### TUGAS YANG DIMINTA
**a.** Ketik ulang dengan tepat bagian kutipan mulai dari "Pemelontosan kepala istri" sampai dengan "dan Ketut Sumardana.".
**b.** Menurut kutipan, siapa nama suami Made Murniasih?

### KUTIPAN

········

Kisah tentang Rambut Si Penghuni Gubuk

M. Irfan Ilmie

Bagi wanita, rambut adalah mahkota. Saking antusiasnya, sebagian wanita rela menghabiskan harta dan waktunya untuk menjaga keindahan mahkota. Namun hal itu tidak berlaku bagi Made Murniasih. Perempuan yang tinggal di Jalan Kenyeri Nomor 12, Semarapura, Bali, itu rela digunduli suaminya, Putu Eka Sucipta.

Pemelontosan kepala istri oleh suami itu bukan ranah Kekerasan Dalam Rumah Tangga yang pelakunya dapat dihukum penjara selama lima tahun atau denda sebesar Rp15 juta sebagaimana diatur dalam Pasal 44 Ayat 1 Undang-Undang Nomor 23 Tahun 2004 tentang Penghapusan KDRT.

Justru pasangan suami-istri yang tinggal di gubuk kecil di Ibu Kota Kabupaten Klungkung itu saling menyerahkan diri, melucuti mahkotanya masing-masing. Tidak tanggung-tanggung pasangan suami-istri yang sama-sama berusia 39 tahun itu juga menggunduli kedua anak kembarnya berusia enam tahun. Tanpa sedikit pun rasa sesal, Murniasih tersenyum di depan juru foto saat digunduli suaminya sambil menimang Komang Sumartana dan Ketut Sumardana.

········

### CATATAN YANG DIBERIKAN
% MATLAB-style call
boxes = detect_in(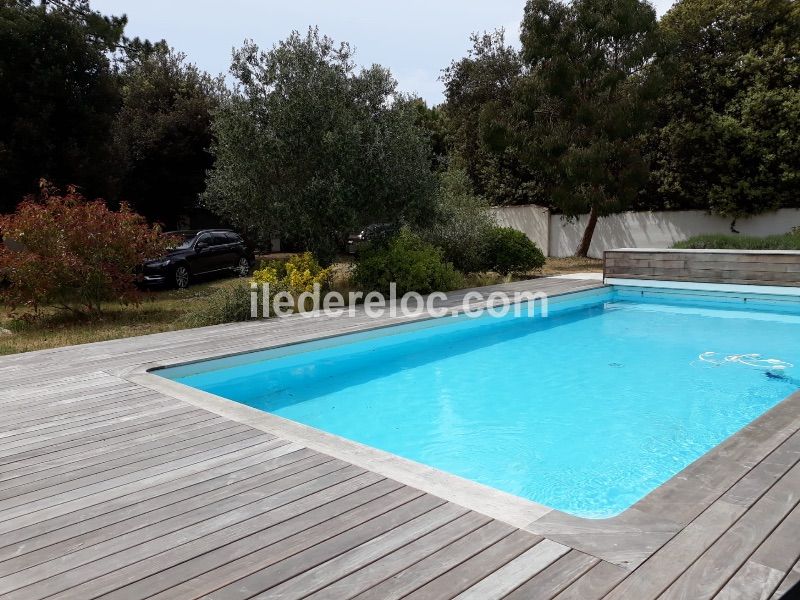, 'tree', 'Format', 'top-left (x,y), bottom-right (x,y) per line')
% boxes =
(203, 29), (436, 262)
(510, 0), (658, 256)
(442, 29), (546, 205)
(113, 40), (221, 228)
(652, 0), (800, 227)
(0, 0), (126, 212)
(0, 182), (170, 313)
(409, 98), (449, 171)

········

### JAWABAN SETIAP TUGAS
**a.**
Pemelontosan kepala istri oleh suami itu bukan ranah Kekerasan Dalam Rumah Tangga yang pelakunya dapat dihukum penjara selama lima tahun atau denda sebesar Rp15 juta sebagaimana diatur dalam Pasal 44 Ayat 1 Undang-Undang Nomor 23 Tahun 2004 tentang Penghapusan KDRT.

Justru pasangan suami-istri yang tinggal di gubuk kecil di Ibu Kota Kabupaten Klungkung itu saling menyerahkan diri, melucuti mahkotanya masing-masing. Tidak tanggung-tanggung pasangan suami-istri yang sama-sama berusia 39 tahun itu juga menggunduli kedua anak kembarnya berusia enam tahun. Tanpa sedikit pun rasa sesal, Murniasih tersenyum di depan juru foto saat digunduli suaminya sambil menimang Komang Sumartana dan Ketut Sumardana.

**b.** Putu Eka Sucipta.